Your answer should consist of the lines holding "gray", copied from the material below.

....

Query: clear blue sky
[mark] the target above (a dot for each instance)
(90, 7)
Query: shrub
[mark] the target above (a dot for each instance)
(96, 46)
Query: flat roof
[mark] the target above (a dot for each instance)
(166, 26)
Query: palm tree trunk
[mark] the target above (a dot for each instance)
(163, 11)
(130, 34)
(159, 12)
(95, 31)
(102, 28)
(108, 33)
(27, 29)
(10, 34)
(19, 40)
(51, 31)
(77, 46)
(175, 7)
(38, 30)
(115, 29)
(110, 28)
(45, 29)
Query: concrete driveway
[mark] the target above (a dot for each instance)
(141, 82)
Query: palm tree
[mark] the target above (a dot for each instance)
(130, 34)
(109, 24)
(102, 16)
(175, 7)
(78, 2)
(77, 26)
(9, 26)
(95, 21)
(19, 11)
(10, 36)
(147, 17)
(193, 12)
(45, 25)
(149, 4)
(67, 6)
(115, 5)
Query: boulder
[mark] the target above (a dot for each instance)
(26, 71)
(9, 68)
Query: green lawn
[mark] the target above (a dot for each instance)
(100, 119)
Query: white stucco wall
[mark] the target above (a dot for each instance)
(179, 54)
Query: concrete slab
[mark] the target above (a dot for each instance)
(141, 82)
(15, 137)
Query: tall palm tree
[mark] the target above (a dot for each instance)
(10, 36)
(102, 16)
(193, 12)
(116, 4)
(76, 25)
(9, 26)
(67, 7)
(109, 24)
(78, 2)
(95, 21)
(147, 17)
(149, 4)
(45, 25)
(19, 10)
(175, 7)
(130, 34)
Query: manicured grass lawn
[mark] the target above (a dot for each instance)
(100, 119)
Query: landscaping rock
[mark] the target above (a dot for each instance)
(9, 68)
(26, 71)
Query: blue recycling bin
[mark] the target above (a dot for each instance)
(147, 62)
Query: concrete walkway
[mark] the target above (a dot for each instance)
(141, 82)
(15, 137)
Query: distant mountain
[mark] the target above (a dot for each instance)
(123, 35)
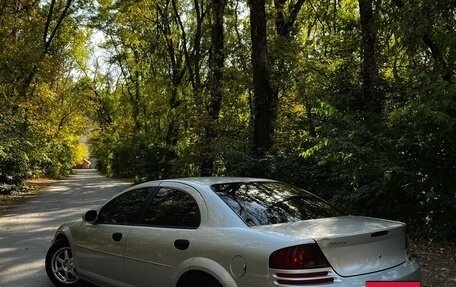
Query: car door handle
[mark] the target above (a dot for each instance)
(116, 236)
(181, 244)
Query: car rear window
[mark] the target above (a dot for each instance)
(264, 203)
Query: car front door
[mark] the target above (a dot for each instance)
(99, 247)
(164, 243)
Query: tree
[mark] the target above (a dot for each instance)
(263, 94)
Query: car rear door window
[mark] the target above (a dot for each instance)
(172, 208)
(125, 208)
(264, 203)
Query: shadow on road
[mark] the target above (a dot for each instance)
(27, 230)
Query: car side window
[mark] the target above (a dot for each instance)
(125, 208)
(173, 208)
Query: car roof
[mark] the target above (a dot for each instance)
(211, 180)
(204, 182)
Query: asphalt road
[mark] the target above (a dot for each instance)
(26, 231)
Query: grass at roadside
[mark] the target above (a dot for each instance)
(16, 198)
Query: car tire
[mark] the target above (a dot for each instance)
(199, 280)
(60, 266)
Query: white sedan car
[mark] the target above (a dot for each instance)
(230, 232)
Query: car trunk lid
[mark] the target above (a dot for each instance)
(353, 245)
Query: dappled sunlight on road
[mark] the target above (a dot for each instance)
(27, 230)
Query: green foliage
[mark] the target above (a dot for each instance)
(148, 104)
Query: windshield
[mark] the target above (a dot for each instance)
(264, 203)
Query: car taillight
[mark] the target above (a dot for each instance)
(298, 257)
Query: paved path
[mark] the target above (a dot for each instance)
(26, 231)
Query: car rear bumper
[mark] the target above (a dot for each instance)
(407, 271)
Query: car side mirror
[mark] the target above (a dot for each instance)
(90, 216)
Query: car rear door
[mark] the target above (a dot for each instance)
(163, 244)
(100, 246)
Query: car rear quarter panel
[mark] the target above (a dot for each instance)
(219, 246)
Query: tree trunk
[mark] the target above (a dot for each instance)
(263, 129)
(371, 102)
(217, 60)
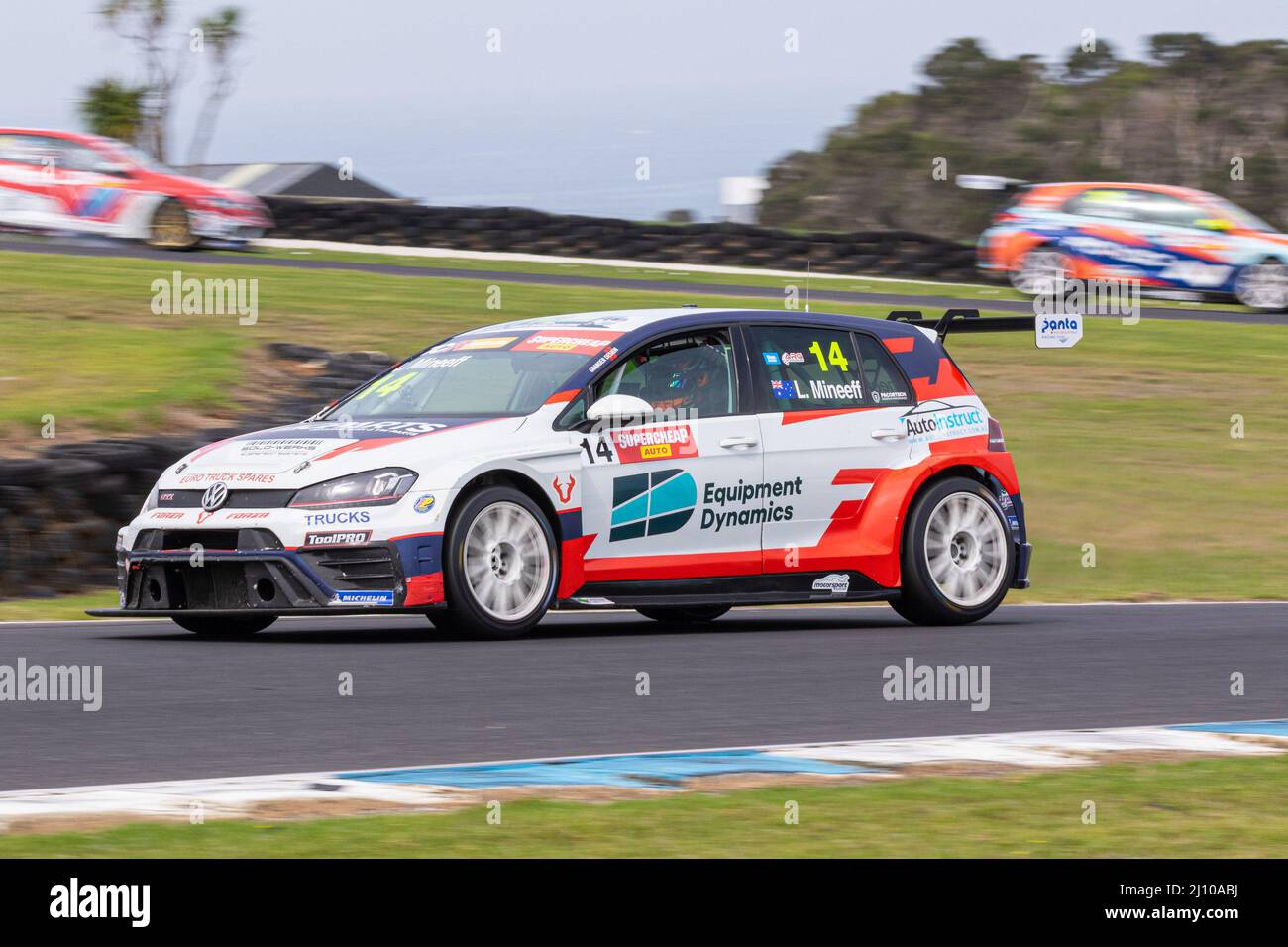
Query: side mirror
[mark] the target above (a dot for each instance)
(616, 408)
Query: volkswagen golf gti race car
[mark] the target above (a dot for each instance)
(1172, 240)
(62, 180)
(675, 462)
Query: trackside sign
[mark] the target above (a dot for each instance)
(1057, 331)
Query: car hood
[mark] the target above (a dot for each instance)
(183, 185)
(297, 455)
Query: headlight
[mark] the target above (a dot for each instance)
(372, 488)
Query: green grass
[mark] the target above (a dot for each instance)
(1122, 442)
(1211, 808)
(678, 272)
(59, 608)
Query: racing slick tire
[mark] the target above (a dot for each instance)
(683, 613)
(500, 566)
(1038, 269)
(958, 556)
(226, 628)
(170, 227)
(1263, 286)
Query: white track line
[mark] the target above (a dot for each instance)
(442, 253)
(236, 795)
(623, 611)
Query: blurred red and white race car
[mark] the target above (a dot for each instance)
(64, 180)
(1173, 240)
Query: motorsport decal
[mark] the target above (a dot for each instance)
(652, 502)
(364, 598)
(333, 539)
(338, 518)
(655, 444)
(578, 342)
(833, 583)
(945, 424)
(716, 497)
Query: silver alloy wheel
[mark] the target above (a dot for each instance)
(1263, 286)
(966, 549)
(506, 562)
(1039, 272)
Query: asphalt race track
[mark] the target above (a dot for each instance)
(894, 300)
(175, 706)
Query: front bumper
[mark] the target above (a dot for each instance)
(228, 227)
(277, 581)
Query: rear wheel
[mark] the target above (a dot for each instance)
(683, 613)
(958, 556)
(501, 565)
(1263, 286)
(226, 628)
(171, 227)
(1039, 270)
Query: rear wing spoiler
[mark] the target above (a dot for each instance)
(965, 321)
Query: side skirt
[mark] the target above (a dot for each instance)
(772, 589)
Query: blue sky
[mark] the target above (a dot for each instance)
(580, 89)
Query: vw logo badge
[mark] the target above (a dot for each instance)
(214, 497)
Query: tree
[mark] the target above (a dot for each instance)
(220, 35)
(147, 25)
(114, 110)
(1085, 64)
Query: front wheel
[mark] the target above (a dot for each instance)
(683, 613)
(1263, 286)
(224, 628)
(501, 565)
(1041, 270)
(958, 556)
(171, 227)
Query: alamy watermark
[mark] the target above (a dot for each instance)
(192, 296)
(913, 682)
(1061, 296)
(38, 684)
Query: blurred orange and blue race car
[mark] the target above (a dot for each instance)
(1173, 240)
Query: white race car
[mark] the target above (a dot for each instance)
(677, 462)
(64, 180)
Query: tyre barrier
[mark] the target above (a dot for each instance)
(59, 510)
(514, 230)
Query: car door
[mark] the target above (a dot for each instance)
(91, 200)
(677, 496)
(831, 405)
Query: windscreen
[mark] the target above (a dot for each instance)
(471, 376)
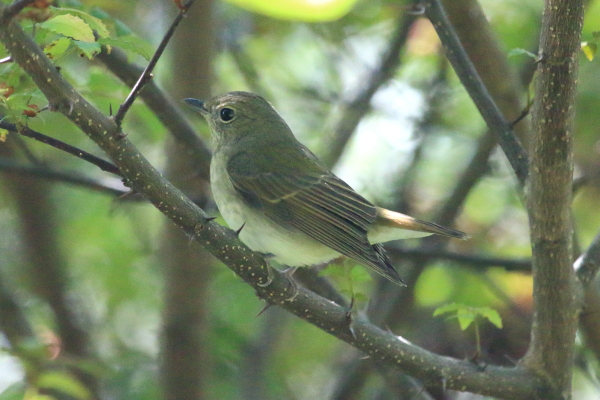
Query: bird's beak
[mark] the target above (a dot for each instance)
(197, 104)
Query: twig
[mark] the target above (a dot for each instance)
(223, 243)
(356, 109)
(167, 112)
(13, 9)
(147, 74)
(84, 155)
(471, 81)
(58, 176)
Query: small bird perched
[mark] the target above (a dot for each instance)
(291, 206)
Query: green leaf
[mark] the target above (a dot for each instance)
(88, 49)
(298, 10)
(63, 382)
(70, 26)
(359, 274)
(492, 316)
(58, 47)
(94, 23)
(466, 315)
(465, 318)
(131, 43)
(519, 52)
(331, 270)
(589, 49)
(452, 307)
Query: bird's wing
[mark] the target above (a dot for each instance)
(317, 203)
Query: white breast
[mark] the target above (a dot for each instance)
(288, 247)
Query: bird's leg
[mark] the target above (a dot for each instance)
(349, 317)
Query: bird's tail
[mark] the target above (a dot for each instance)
(389, 225)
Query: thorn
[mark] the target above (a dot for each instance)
(265, 308)
(237, 232)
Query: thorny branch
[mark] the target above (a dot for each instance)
(381, 345)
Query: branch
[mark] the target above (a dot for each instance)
(59, 176)
(465, 259)
(147, 74)
(40, 137)
(163, 107)
(588, 264)
(223, 243)
(556, 292)
(472, 82)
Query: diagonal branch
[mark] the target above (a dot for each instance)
(163, 107)
(59, 176)
(223, 243)
(472, 82)
(147, 74)
(40, 137)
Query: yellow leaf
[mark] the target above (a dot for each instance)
(299, 10)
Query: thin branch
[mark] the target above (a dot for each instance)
(523, 265)
(13, 322)
(356, 109)
(472, 82)
(84, 155)
(167, 112)
(384, 346)
(58, 176)
(147, 74)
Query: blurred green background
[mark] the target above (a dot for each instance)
(418, 134)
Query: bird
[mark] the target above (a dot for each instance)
(285, 202)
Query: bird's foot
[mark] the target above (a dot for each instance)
(350, 318)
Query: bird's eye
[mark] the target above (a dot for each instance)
(226, 114)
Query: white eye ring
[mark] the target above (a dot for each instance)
(226, 114)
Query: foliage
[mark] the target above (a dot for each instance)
(408, 153)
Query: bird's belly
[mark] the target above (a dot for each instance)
(287, 246)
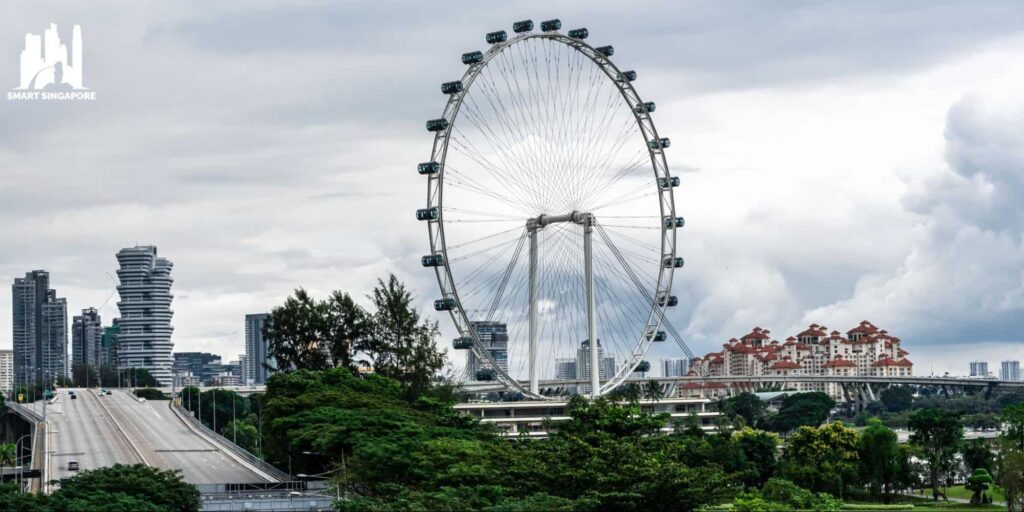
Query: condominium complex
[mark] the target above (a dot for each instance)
(87, 339)
(494, 337)
(1010, 371)
(144, 340)
(979, 369)
(6, 370)
(40, 330)
(258, 364)
(675, 368)
(865, 350)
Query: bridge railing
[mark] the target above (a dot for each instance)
(237, 450)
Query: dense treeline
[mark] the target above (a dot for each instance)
(390, 438)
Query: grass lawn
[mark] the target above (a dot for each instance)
(964, 494)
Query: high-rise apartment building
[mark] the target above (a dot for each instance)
(87, 339)
(258, 356)
(494, 337)
(979, 369)
(6, 370)
(1010, 371)
(144, 288)
(40, 330)
(606, 367)
(109, 345)
(675, 368)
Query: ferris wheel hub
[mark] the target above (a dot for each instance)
(577, 217)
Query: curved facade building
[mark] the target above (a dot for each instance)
(144, 340)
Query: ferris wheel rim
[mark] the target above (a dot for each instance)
(658, 165)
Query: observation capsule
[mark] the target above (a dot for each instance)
(668, 182)
(432, 260)
(524, 26)
(551, 25)
(579, 33)
(429, 168)
(659, 143)
(427, 214)
(452, 87)
(437, 124)
(676, 262)
(497, 37)
(642, 108)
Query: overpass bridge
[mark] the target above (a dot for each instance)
(854, 388)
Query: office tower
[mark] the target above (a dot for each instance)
(257, 354)
(675, 368)
(86, 339)
(495, 339)
(1010, 371)
(606, 366)
(565, 369)
(144, 288)
(6, 370)
(979, 369)
(40, 330)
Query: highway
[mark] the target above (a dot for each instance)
(99, 431)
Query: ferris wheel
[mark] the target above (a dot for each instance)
(551, 214)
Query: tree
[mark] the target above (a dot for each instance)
(1013, 418)
(127, 487)
(759, 450)
(938, 434)
(978, 482)
(295, 333)
(822, 459)
(798, 410)
(8, 455)
(976, 455)
(897, 398)
(400, 346)
(743, 406)
(880, 458)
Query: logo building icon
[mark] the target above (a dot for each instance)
(46, 64)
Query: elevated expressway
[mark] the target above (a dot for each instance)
(855, 387)
(97, 431)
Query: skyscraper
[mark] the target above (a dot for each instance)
(495, 338)
(40, 330)
(256, 350)
(675, 368)
(144, 288)
(979, 369)
(6, 370)
(1010, 371)
(86, 339)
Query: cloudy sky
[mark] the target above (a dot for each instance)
(840, 161)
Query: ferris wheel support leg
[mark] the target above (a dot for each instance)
(534, 380)
(588, 254)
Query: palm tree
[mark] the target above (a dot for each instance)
(652, 390)
(8, 453)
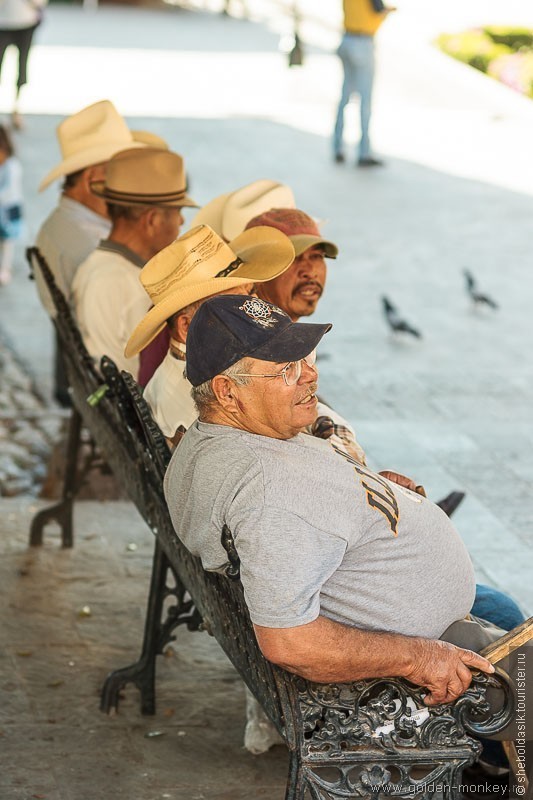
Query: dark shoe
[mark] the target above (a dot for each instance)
(478, 784)
(370, 161)
(63, 398)
(451, 502)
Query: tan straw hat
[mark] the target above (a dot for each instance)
(144, 177)
(228, 213)
(92, 136)
(200, 264)
(301, 229)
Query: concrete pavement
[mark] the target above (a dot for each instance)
(453, 410)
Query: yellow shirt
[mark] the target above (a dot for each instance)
(360, 17)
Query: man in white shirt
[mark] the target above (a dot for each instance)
(87, 140)
(178, 280)
(144, 190)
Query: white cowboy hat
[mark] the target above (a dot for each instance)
(200, 264)
(229, 213)
(92, 136)
(144, 177)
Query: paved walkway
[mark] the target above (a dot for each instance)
(452, 410)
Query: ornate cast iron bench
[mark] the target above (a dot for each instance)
(357, 740)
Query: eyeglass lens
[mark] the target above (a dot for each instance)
(293, 371)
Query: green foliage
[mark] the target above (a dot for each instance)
(515, 38)
(472, 47)
(503, 53)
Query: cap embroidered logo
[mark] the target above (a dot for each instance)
(261, 312)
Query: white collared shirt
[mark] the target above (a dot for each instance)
(168, 394)
(66, 238)
(109, 302)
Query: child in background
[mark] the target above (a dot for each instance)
(10, 204)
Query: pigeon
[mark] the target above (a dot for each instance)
(478, 298)
(396, 324)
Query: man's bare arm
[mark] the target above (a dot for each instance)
(325, 651)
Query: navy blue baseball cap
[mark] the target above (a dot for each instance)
(229, 327)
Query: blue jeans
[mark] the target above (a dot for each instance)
(496, 607)
(357, 56)
(501, 610)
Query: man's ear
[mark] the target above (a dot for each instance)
(180, 327)
(225, 391)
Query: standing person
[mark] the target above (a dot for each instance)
(19, 20)
(362, 19)
(10, 204)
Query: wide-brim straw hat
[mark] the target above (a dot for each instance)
(200, 264)
(148, 176)
(92, 136)
(229, 213)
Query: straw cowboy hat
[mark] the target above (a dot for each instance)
(200, 264)
(145, 177)
(92, 136)
(228, 213)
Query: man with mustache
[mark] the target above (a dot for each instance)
(298, 290)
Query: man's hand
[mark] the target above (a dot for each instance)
(403, 480)
(329, 652)
(444, 669)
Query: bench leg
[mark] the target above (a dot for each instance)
(62, 512)
(295, 786)
(157, 633)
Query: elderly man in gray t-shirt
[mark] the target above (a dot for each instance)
(346, 574)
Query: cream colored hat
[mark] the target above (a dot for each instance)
(144, 177)
(229, 213)
(150, 139)
(200, 264)
(92, 136)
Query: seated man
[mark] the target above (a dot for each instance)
(177, 283)
(282, 493)
(145, 191)
(87, 141)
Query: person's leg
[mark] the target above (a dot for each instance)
(347, 88)
(496, 607)
(364, 85)
(5, 41)
(7, 247)
(23, 42)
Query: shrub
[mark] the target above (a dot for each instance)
(515, 38)
(473, 47)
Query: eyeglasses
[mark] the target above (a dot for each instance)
(290, 373)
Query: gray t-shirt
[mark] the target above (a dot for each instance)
(317, 534)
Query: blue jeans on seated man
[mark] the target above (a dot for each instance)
(357, 55)
(496, 607)
(501, 610)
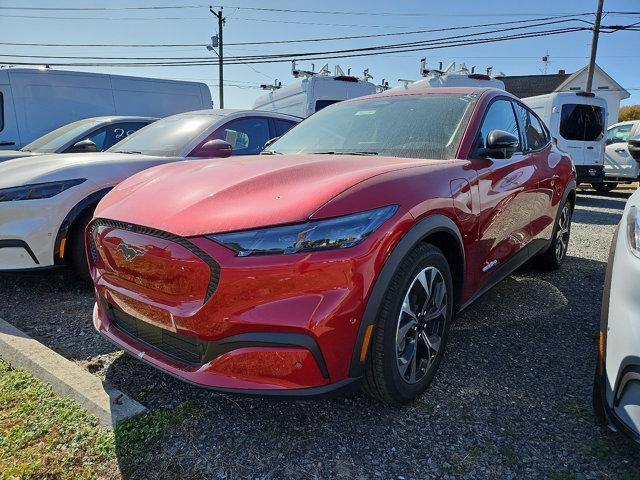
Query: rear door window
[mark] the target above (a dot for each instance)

....

**EXPECTED ANSWER**
Query: elderly man in gray t-shirt
Query: gray t-shirt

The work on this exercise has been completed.